▶ **GIVEN TEXT**
▬▬▬▬▬▬▬▬▬▬

“Sleepless Night” is a French police thriller, following a cop who is transformed into a relentless fighting machine after his son is kidnapped. That the cop is crooked and the kidnappers are drug dealers are only footnotes; the plight of the kid wins our sympathy during his dad’s agonizing 24-hour ordeal.

French action star Tomer Sisley is a cop named Vincent, who is seen in the opening scene stealing a flight bag filled with cocaine from runners for a Parisian drug lord. This happens in full daylight after a car chase in the city, indicating rather cursory pre-planning. Indeed, much of Vincent’s strategy is based on desperate improvisation.

Cut to the suburban nightclub headquarters of Jose Marciano (Serge Riaboukine), the powerful drug dealer whose men have kidnapped Vincent’s son, Thomas (Samy Seghir), and want to trade him for the drugs. Vincent goes to Marciano’s nightclub, a seemingly endless labyrinth of rooms, stages, bars and restaurants, where most of the film will take place. He’s followed there by two other cops from Internal Affairs.

He hides the bag, and his hiding place is found by one of his police pursuers, Alex (Dominique Bettenfeld), who moves it to another hiding place. This sets up a desperate three-way situation in which Vincent and the dealers are searching the club for the bag and one another, while Alex and her partner seek Vincent.

▬▬▬▬▬▬▬▬▬▬

▶ **MATERIAL SUPPLIED**
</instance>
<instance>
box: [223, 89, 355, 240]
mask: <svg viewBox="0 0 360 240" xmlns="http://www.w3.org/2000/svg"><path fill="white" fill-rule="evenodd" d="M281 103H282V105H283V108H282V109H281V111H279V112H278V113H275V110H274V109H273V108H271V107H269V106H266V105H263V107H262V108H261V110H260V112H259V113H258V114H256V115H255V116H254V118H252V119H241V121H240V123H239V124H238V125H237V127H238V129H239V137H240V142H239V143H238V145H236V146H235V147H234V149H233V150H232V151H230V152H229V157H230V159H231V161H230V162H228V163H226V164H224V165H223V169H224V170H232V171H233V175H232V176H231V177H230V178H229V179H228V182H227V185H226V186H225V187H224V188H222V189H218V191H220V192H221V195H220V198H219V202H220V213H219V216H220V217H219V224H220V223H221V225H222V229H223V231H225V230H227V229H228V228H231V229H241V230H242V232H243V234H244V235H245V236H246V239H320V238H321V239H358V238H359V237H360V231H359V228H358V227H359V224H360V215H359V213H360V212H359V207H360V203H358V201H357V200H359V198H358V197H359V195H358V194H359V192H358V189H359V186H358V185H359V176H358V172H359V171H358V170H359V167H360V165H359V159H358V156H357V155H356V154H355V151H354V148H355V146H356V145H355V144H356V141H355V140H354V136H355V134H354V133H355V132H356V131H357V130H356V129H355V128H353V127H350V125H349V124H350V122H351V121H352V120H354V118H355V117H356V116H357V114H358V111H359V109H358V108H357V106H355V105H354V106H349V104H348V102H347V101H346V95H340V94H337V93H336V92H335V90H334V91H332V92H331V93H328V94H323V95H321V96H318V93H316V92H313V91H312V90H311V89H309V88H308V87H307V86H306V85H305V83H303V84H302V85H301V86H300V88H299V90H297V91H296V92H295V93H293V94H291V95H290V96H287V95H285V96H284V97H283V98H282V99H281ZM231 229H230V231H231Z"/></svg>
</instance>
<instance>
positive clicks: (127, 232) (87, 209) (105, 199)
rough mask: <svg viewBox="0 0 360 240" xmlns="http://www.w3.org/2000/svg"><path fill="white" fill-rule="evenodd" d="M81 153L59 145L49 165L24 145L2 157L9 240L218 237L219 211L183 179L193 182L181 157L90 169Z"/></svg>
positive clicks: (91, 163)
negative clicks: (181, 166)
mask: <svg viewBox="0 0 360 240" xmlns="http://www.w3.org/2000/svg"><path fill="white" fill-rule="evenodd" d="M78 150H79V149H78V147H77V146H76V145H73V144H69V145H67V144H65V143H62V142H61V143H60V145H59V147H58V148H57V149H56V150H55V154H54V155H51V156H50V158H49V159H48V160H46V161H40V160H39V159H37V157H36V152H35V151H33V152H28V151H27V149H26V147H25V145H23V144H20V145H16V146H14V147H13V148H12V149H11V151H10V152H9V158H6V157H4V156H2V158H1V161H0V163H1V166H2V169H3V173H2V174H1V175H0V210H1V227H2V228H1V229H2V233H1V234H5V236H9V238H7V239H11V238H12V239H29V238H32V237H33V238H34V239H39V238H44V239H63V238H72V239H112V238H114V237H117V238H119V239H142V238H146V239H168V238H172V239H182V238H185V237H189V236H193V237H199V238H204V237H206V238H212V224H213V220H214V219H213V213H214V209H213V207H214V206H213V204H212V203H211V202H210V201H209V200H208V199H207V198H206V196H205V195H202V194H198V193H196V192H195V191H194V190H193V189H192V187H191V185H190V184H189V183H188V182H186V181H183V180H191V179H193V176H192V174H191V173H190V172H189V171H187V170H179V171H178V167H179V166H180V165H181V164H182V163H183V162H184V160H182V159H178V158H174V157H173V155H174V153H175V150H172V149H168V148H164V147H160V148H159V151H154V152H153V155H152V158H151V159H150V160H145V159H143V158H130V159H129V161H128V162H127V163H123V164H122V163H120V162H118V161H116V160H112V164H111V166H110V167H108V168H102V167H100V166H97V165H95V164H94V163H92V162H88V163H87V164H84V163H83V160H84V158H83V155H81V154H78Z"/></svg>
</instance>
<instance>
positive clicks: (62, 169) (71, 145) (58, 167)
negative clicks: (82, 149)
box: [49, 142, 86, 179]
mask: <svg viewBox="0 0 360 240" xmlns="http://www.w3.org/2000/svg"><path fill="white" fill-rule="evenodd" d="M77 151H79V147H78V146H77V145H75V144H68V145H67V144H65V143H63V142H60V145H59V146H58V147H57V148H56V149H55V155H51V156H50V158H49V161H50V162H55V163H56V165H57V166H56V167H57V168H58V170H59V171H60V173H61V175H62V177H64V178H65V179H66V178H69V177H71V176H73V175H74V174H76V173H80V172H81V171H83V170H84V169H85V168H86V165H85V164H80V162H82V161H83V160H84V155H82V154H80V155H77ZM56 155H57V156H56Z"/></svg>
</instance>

▬▬▬▬▬▬▬▬▬▬

▶ **ASSIGNMENT A**
In the film review, rewrite everything from "French action star" down to "on desperate improvisation.", replacing "cocaine" with "heroin".
▶ **ASSIGNMENT B**
According to the film review, which actor plays the cop Vincent?

▶ **EXERCISE ANSWER A**
French action star Tomer Sisley is a cop named Vincent, who is seen in the opening scene stealing a flight bag filled with heroin from runners for a Parisian drug lord. This happens in full daylight after a car chase in the city, indicating rather cursory pre-planning. Indeed, much of Vincent’s strategy is based on desperate improvisation.

▶ **EXERCISE ANSWER B**
Tomer Sisley